提示文 ->
——

スタートを切るその瞬間、テレビはサブチャンネルの切り替え画面に。
巷でも話題のようだ、ご多分に漏れず我が家も一緒。
なんとか切り替えた時はすでに遅し、世紀の瞬間を見逃した。
一緒に見ていた妻もおかんむりだ。
しばらくしてツイッターを見ると、サブチャンネルがトレンド入りしていた。
おなじ思いをした人がたくさんいたらしい。
買い物から帰ってきた妻にも教えてあげた、ネットでサブチャンネルが話題になっている。
それを聞いた妻は言う。
「サブチャンネル?なんのこと?」
なるほど、つまらないことは忘れるにつきる。
そんなことにこだわっていて何になる。
素直に平野歩夢さんの金メダルに感動すればいい。
金メダルが決まった時の平野歩夢さんのガッツポーズ。
普段はあまりしない、この時は自然と出た。
インタビューでそう言っていた。

——

データ ->
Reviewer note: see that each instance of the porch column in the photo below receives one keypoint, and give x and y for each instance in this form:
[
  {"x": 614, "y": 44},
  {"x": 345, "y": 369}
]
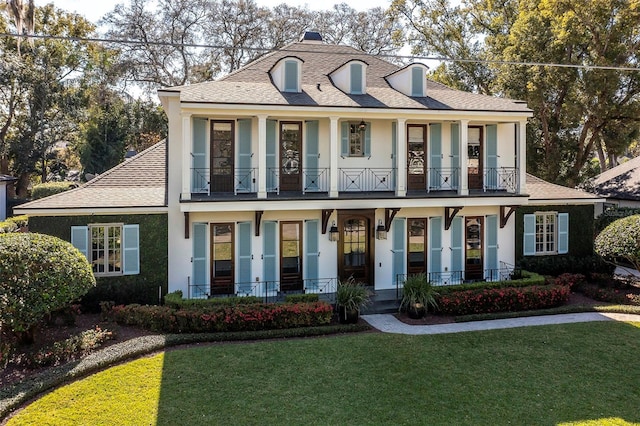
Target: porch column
[
  {"x": 262, "y": 156},
  {"x": 401, "y": 157},
  {"x": 187, "y": 140},
  {"x": 334, "y": 154},
  {"x": 464, "y": 160},
  {"x": 521, "y": 155}
]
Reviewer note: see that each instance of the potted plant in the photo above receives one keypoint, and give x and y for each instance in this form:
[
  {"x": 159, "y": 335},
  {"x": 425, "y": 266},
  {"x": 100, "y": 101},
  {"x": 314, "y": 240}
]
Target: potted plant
[
  {"x": 417, "y": 296},
  {"x": 350, "y": 297}
]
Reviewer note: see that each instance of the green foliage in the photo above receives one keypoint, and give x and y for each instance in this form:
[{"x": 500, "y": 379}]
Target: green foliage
[
  {"x": 143, "y": 288},
  {"x": 13, "y": 224},
  {"x": 39, "y": 274},
  {"x": 298, "y": 298},
  {"x": 351, "y": 295},
  {"x": 417, "y": 290},
  {"x": 42, "y": 190},
  {"x": 621, "y": 240},
  {"x": 224, "y": 318},
  {"x": 503, "y": 299},
  {"x": 175, "y": 300}
]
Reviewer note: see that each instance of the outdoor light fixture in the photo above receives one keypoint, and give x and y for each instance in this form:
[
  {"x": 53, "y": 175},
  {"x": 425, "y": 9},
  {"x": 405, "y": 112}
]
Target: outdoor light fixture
[
  {"x": 381, "y": 231},
  {"x": 334, "y": 235}
]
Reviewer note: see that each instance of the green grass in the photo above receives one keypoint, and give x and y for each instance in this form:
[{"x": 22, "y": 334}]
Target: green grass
[{"x": 566, "y": 374}]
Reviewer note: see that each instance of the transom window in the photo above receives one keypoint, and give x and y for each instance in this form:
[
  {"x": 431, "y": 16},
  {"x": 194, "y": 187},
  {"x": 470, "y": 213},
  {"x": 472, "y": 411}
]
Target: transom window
[
  {"x": 546, "y": 232},
  {"x": 106, "y": 249}
]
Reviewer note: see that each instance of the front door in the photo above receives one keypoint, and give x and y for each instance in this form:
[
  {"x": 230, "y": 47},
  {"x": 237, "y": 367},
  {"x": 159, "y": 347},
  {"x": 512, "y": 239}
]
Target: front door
[
  {"x": 417, "y": 250},
  {"x": 290, "y": 156},
  {"x": 291, "y": 256},
  {"x": 355, "y": 247},
  {"x": 416, "y": 148},
  {"x": 222, "y": 164},
  {"x": 474, "y": 159},
  {"x": 473, "y": 248},
  {"x": 222, "y": 271}
]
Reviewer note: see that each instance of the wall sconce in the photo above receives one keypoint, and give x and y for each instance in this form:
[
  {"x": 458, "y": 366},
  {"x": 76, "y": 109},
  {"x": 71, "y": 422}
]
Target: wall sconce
[
  {"x": 381, "y": 231},
  {"x": 334, "y": 235}
]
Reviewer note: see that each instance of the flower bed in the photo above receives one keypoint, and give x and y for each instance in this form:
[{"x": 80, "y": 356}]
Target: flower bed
[
  {"x": 508, "y": 299},
  {"x": 224, "y": 318}
]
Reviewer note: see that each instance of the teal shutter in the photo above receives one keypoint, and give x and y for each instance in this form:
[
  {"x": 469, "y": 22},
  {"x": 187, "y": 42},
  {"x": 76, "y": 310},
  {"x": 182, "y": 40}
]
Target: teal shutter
[
  {"x": 243, "y": 175},
  {"x": 80, "y": 239},
  {"x": 244, "y": 259},
  {"x": 435, "y": 237},
  {"x": 398, "y": 250},
  {"x": 356, "y": 79},
  {"x": 455, "y": 156},
  {"x": 563, "y": 233},
  {"x": 310, "y": 168},
  {"x": 456, "y": 249},
  {"x": 367, "y": 140},
  {"x": 290, "y": 76},
  {"x": 271, "y": 153},
  {"x": 199, "y": 260},
  {"x": 529, "y": 243},
  {"x": 493, "y": 273},
  {"x": 269, "y": 254},
  {"x": 199, "y": 170},
  {"x": 130, "y": 249},
  {"x": 435, "y": 148},
  {"x": 417, "y": 81},
  {"x": 344, "y": 138},
  {"x": 312, "y": 254},
  {"x": 492, "y": 157}
]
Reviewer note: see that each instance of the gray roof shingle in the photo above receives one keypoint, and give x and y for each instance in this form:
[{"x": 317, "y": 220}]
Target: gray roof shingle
[{"x": 140, "y": 181}]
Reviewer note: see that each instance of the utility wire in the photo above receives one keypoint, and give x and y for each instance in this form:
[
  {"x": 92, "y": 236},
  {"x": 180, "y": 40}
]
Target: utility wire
[{"x": 268, "y": 50}]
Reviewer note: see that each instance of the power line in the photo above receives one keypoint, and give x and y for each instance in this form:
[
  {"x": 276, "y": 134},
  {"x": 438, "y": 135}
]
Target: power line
[{"x": 267, "y": 50}]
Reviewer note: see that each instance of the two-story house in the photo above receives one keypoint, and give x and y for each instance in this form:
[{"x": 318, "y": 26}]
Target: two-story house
[{"x": 318, "y": 162}]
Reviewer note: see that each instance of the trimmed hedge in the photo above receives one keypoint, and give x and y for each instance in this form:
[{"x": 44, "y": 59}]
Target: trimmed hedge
[
  {"x": 175, "y": 300},
  {"x": 224, "y": 318},
  {"x": 508, "y": 299},
  {"x": 42, "y": 190}
]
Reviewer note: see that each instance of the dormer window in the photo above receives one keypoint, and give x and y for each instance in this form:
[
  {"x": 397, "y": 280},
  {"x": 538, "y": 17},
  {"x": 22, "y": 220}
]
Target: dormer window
[
  {"x": 286, "y": 75},
  {"x": 351, "y": 77}
]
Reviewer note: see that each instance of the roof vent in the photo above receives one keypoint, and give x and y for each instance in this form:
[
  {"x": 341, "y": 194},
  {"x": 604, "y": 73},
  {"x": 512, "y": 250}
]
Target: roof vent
[{"x": 311, "y": 37}]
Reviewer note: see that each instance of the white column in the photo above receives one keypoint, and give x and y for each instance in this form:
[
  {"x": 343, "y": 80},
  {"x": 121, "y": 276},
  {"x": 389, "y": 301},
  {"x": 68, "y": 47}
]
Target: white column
[
  {"x": 464, "y": 160},
  {"x": 262, "y": 156},
  {"x": 401, "y": 157},
  {"x": 521, "y": 154},
  {"x": 334, "y": 154},
  {"x": 187, "y": 141}
]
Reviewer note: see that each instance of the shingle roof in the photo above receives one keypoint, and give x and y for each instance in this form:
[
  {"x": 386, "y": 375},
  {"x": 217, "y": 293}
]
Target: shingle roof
[
  {"x": 252, "y": 85},
  {"x": 621, "y": 182},
  {"x": 541, "y": 190},
  {"x": 140, "y": 181}
]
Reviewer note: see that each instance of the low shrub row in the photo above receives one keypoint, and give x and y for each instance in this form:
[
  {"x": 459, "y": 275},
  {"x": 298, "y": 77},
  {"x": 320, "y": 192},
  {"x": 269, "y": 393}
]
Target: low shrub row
[
  {"x": 223, "y": 318},
  {"x": 175, "y": 300},
  {"x": 509, "y": 299}
]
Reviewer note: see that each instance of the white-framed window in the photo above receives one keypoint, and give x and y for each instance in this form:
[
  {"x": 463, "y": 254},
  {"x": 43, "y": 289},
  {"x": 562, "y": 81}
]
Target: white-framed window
[
  {"x": 546, "y": 233},
  {"x": 110, "y": 248}
]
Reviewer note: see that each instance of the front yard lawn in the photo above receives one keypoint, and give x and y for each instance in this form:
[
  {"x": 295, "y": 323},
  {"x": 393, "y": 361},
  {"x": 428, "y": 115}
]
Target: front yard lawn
[{"x": 565, "y": 374}]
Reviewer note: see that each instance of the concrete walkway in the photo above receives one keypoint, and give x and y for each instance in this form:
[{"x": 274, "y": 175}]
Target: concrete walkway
[{"x": 387, "y": 323}]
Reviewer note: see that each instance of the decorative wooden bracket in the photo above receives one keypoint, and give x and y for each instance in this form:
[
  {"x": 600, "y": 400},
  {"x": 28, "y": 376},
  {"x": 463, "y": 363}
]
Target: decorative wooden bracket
[
  {"x": 449, "y": 214},
  {"x": 504, "y": 218},
  {"x": 258, "y": 221},
  {"x": 389, "y": 214},
  {"x": 326, "y": 214}
]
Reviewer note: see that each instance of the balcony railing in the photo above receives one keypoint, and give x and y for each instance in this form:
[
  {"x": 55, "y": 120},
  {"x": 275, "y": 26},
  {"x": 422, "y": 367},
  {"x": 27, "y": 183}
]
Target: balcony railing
[
  {"x": 444, "y": 179},
  {"x": 366, "y": 180},
  {"x": 202, "y": 182},
  {"x": 501, "y": 179}
]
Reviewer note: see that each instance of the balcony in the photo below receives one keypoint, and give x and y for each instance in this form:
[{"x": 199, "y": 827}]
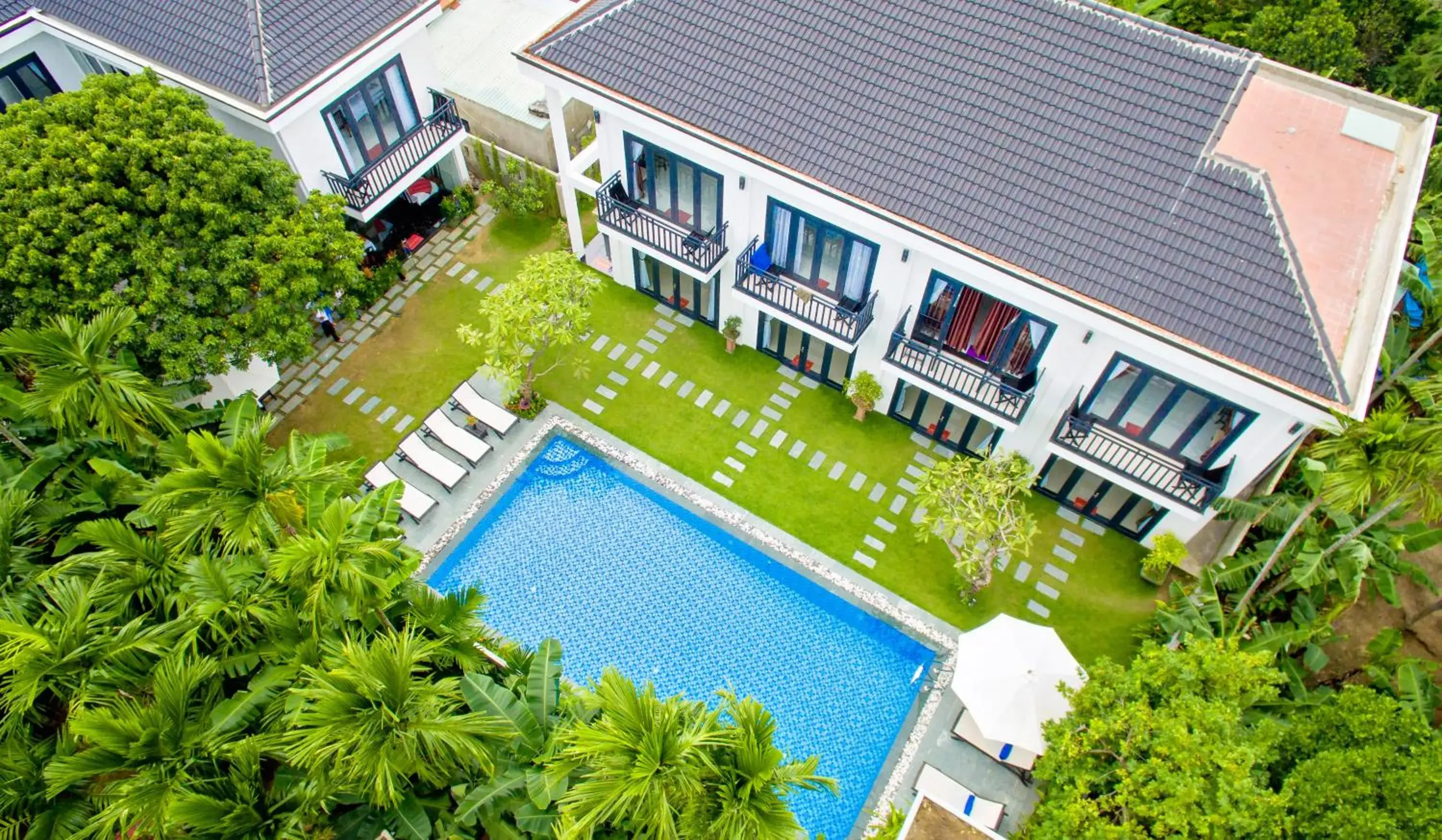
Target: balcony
[
  {"x": 365, "y": 186},
  {"x": 845, "y": 321},
  {"x": 968, "y": 381},
  {"x": 698, "y": 250},
  {"x": 1181, "y": 482}
]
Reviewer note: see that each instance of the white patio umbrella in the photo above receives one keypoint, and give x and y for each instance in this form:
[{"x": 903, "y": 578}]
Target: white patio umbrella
[{"x": 1007, "y": 673}]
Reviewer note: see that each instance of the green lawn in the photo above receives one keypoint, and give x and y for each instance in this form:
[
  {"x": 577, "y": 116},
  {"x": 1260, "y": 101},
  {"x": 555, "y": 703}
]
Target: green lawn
[{"x": 417, "y": 361}]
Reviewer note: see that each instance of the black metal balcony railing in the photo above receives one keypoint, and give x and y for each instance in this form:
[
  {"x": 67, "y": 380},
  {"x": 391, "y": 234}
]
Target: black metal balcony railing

——

課題内容 -> 提示文のうち「巷でも話題のようだ、ご多分に漏れず我が家も一緒。」から「インタビューでそう言っていた。」までを、両端も含めて一字も変えずに打ち直してください。 エントリーは提示文とは関係がない。

完成した課題 ->
巷でも話題のようだ、ご多分に漏れず我が家も一緒。
なんとか切り替えた時はすでに遅し、世紀の瞬間を見逃した。
一緒に見ていた妻もおかんむりだ。
しばらくしてツイッターを見ると、サブチャンネルがトレンド入りしていた。
おなじ思いをした人がたくさんいたらしい。
買い物から帰ってきた妻にも教えてあげた、ネットでサブチャンネルが話題になっている。
それを聞いた妻は言う。
「サブチャンネル?なんのこと?」
なるほど、つまらないことは忘れるにつきる。
そんなことにこだわっていて何になる。
素直に平野歩夢さんの金メダルに感動すればいい。
金メダルが決まった時の平野歩夢さんのガッツポーズ。
普段はあまりしない、この時は自然と出た。
インタビューでそう言っていた。